What you should do: Nothing in the entries may be altered; copy them all exactly.

Excerpted records:
┄┄┄┄┄┄┄┄┄┄┄┄┄┄┄┄┄┄┄┄
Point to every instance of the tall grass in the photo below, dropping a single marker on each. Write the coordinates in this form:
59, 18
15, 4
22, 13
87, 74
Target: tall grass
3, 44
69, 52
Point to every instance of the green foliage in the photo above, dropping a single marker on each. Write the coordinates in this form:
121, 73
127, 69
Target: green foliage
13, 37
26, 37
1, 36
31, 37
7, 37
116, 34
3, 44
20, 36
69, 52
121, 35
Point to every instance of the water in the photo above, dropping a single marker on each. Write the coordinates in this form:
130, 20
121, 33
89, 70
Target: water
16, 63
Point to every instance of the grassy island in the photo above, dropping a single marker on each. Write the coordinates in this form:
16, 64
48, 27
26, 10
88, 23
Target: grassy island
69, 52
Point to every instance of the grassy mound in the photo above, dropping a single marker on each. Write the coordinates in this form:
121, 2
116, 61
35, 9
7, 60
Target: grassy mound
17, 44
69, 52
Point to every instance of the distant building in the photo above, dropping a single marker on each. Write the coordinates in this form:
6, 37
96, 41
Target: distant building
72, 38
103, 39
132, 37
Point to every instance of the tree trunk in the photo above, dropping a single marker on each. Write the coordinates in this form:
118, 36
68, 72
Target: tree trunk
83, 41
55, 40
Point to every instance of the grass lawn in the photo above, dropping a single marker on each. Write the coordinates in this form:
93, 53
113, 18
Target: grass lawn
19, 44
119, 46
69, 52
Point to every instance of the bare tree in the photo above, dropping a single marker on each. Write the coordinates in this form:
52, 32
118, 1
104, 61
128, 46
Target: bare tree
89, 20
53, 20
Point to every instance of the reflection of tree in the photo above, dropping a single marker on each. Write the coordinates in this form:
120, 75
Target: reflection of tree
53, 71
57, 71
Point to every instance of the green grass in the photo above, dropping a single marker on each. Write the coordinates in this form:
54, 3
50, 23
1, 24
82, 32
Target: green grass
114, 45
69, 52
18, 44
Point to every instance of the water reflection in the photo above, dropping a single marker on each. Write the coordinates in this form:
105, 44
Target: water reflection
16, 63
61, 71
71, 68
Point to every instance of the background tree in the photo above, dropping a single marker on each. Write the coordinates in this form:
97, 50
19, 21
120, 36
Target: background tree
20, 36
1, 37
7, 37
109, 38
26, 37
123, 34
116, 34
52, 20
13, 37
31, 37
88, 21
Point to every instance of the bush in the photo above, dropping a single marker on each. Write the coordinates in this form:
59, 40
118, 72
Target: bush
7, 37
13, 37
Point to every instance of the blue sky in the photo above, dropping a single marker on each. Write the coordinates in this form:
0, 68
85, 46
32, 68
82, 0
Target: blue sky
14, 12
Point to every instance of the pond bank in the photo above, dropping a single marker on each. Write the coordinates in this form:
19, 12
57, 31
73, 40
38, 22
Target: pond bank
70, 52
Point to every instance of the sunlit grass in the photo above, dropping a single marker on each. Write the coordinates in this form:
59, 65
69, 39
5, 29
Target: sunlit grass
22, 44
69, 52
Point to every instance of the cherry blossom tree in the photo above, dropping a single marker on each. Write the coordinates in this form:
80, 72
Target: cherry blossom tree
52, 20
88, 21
┄┄┄┄┄┄┄┄┄┄┄┄┄┄┄┄┄┄┄┄
Response box:
Point to every instance of the tall grass in the photo below, dropping a single marker on each. Write the coordinates in this form:
59, 18
15, 4
22, 13
87, 74
Target: tall grass
3, 44
69, 52
Point to every instance of the green foliage in the photo above, dropping a single marker on each. Write the coordinates in this form:
121, 73
127, 69
Target: green foliage
13, 37
26, 37
1, 36
31, 37
7, 37
116, 34
3, 44
20, 36
69, 52
121, 35
Point to every instance of the water in the photo above, dropping a single marker on each. Write the coordinates in this form:
130, 20
121, 33
89, 70
Target: water
16, 63
Point to every instance of the grassy island in the photo above, dropping a single marker on each. Write the coordinates in this form:
16, 64
48, 27
26, 10
88, 23
Target: grassy island
69, 52
Point to every instance of the grassy mound in the photo above, dropping a single marker on each. Write the coordinates in this form:
121, 2
116, 61
35, 9
7, 60
Target: grassy mound
17, 44
69, 52
Point to every instance of the distant building in the photo above, dropping a single marker on each. Write the coordinates in this form:
6, 37
96, 41
Target: distant building
72, 38
103, 39
132, 37
Point to every instance of the tree trunk in the photo above, dropping a single marker on each. Write the coordinates in this form:
118, 36
68, 72
Target: tree trunk
83, 41
55, 40
Point to every instance of the grass lawn in the photo above, dropping a single marker on each. Write the coordinates in this form:
93, 53
113, 18
Target: grass lawn
19, 44
119, 46
69, 52
Point to every instance of the bare tree in the photo above, dropping a single marker on each. Write the coordinates in this form:
52, 32
118, 1
104, 61
128, 46
Target: bare tree
89, 20
53, 20
Point to every instance of the reflection of tree in the photo above, dropping a single marker on each. Write the coordinates in this form:
120, 75
Target: reflection of tree
53, 71
57, 71
Point to every instance of the green grass in the photo above, dropping a single marker on each. Write the coordinates in this form:
54, 3
50, 23
1, 24
82, 32
Target: green grass
114, 45
69, 52
18, 44
Point to every instance of the water reflection in the photo above, dropping a single marker on each. Write the coordinates in this form:
105, 44
Target: water reflection
16, 63
61, 71
71, 68
Point to every instance of the background tree in the photo above, dropping a single marker on each. Write the coordinates in this form:
97, 50
19, 21
120, 36
Target: background tree
20, 36
1, 37
7, 37
109, 38
26, 37
123, 34
116, 34
52, 20
13, 37
31, 37
88, 21
Point to every instance of the bush in the photo above, dropping a single marker on each. Write the coordinates in this form:
59, 40
118, 72
Target: bush
7, 37
13, 37
Point to every instance of the blue sky in the photo above, dropping a single marker on each. Write the coordinates in this form:
0, 68
85, 46
32, 68
82, 0
Target: blue sky
14, 12
Point to every instance of the pond bank in the photo above, dropping a single marker on each. Write the coordinates in this form:
19, 12
57, 31
73, 40
38, 22
Target: pond bank
70, 52
Point to every instance of the sunlit grass in the photo above, dropping a single marker on each. Write the coordinates in this form:
59, 65
69, 39
5, 29
Target: sunlit grass
22, 44
69, 52
Point to every instance of the cherry blossom tree in the photo above, dropping a single marker on each. Write the coordinates in this form:
80, 72
Target: cherry blossom tree
52, 20
88, 21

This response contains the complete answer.